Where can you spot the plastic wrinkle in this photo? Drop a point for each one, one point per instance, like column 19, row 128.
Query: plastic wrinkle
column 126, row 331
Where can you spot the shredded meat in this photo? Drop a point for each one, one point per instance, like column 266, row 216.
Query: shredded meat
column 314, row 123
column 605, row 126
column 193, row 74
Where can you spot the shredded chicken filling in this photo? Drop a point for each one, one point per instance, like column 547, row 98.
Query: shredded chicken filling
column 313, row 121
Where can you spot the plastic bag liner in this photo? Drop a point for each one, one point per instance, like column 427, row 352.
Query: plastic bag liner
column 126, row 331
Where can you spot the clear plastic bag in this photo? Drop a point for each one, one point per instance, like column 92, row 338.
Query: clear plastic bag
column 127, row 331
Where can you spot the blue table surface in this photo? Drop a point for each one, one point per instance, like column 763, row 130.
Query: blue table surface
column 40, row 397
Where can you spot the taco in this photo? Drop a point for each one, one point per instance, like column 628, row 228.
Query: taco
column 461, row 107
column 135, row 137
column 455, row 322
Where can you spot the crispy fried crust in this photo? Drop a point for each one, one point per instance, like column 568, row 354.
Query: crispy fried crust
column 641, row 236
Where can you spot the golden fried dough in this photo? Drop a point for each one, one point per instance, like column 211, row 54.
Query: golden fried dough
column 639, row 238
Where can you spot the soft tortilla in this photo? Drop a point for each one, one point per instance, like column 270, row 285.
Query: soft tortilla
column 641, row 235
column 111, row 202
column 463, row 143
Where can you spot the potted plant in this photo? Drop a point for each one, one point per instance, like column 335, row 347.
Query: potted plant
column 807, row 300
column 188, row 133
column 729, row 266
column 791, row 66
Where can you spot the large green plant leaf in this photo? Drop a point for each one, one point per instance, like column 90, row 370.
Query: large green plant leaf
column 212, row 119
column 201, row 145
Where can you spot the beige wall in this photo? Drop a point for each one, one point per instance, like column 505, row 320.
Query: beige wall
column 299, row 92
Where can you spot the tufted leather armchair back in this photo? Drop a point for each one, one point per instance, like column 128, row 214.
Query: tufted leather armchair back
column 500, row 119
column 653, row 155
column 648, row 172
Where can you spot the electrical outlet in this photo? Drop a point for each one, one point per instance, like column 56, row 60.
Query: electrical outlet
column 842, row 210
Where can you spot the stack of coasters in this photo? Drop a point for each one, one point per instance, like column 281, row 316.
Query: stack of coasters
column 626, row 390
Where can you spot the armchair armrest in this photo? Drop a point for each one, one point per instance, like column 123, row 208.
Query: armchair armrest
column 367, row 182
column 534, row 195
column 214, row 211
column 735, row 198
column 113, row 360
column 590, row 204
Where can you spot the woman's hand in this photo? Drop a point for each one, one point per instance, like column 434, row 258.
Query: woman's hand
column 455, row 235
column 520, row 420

··········

■ **Set problem**
Format every line of the material above as a JSON list of strings, one string per line, leaving out blank lines.

■ **Result of the task**
[
  "Where can you spot the plastic wrinkle in this photo? Drop a point for each one, one point per instance, like column 19, row 128.",
  "Query: plastic wrinkle",
  "column 126, row 331",
  "Where can you spot the shredded meat in this photo? Drop a point for each one, one point per instance, like column 266, row 216.",
  "Query: shredded meat",
  "column 314, row 123",
  "column 605, row 126",
  "column 193, row 74",
  "Where can you spot the shredded chicken filling in this photo? Drop a point for each one, one point per instance, like column 547, row 98.",
  "Query: shredded chicken filling",
  "column 313, row 121",
  "Where can you spot the plastic bag liner in this photo? Drop a point for each one, one point per instance, like column 427, row 352.",
  "Query: plastic bag liner",
  "column 126, row 331",
  "Where can you spot the clear plastic bag in this photo? Drop a point for each one, one point per instance, like column 92, row 338.",
  "Query: clear plastic bag",
  "column 127, row 331",
  "Where can you spot the blue table surface in this photo? Drop a point for each one, one point per instance, like column 763, row 130.",
  "Query: blue table surface",
  "column 40, row 397",
  "Where can you spot the taco in this photo? Drop a point for each one, one point per instance, like column 628, row 228.",
  "Query: taco",
  "column 461, row 107",
  "column 135, row 137",
  "column 455, row 322",
  "Where can you spot the crispy fried crust in this photo? Drop a point for each one, one point per instance, like column 568, row 354.",
  "Query: crispy fried crust",
  "column 641, row 236",
  "Where can you spot the golden fried dough in this photo? Drop a point for each one, one point per instance, like column 211, row 54.",
  "Query: golden fried dough",
  "column 639, row 238",
  "Where can you spot the soft tortilla in this photo? Drop a point for each one, one point per instance, like column 270, row 285.",
  "Query: soft tortilla",
  "column 641, row 235",
  "column 111, row 202",
  "column 463, row 143",
  "Where can you spot the potted plant in this photo? Drop a point for each one, one point per instance, like column 335, row 347.",
  "Query: potted plant",
  "column 807, row 300",
  "column 188, row 133",
  "column 729, row 266",
  "column 791, row 66",
  "Where can you spot the large green plant leaf in this photo? Drop a point for each one, one point per instance, like column 90, row 370.",
  "Query: large green plant leaf",
  "column 212, row 119",
  "column 201, row 145",
  "Where can you spot the beige wall in this photo? Drop a point for each one, one point per instance, like column 505, row 320.",
  "Query: beige wall",
  "column 299, row 92",
  "Where can you spot the tufted leather armchair back in this photo? Drop a point for each one, one point per instance, like column 128, row 214.",
  "Query: tufted leather armchair back",
  "column 500, row 119",
  "column 653, row 155",
  "column 648, row 172",
  "Where can you spot the electrical outlet in this photo? Drop a point for each one, one point per instance, like column 56, row 60.",
  "Query: electrical outlet",
  "column 842, row 210",
  "Where can you spot the stack of coasters in this photo? Drop a point for each one, one point per instance, like column 281, row 316.",
  "Query: stack of coasters",
  "column 626, row 390",
  "Where can you spot the armchair armrest in this photo? Drop a point for each one, one point per instance, like column 123, row 208.",
  "Query: armchair armrest",
  "column 367, row 182",
  "column 534, row 195",
  "column 214, row 211",
  "column 735, row 198",
  "column 113, row 360",
  "column 590, row 204",
  "Where can you spot the woman's hand in this photo? Drop a point for each one, one point per instance, like column 434, row 258.",
  "Query: woman's hand",
  "column 455, row 235",
  "column 520, row 420"
]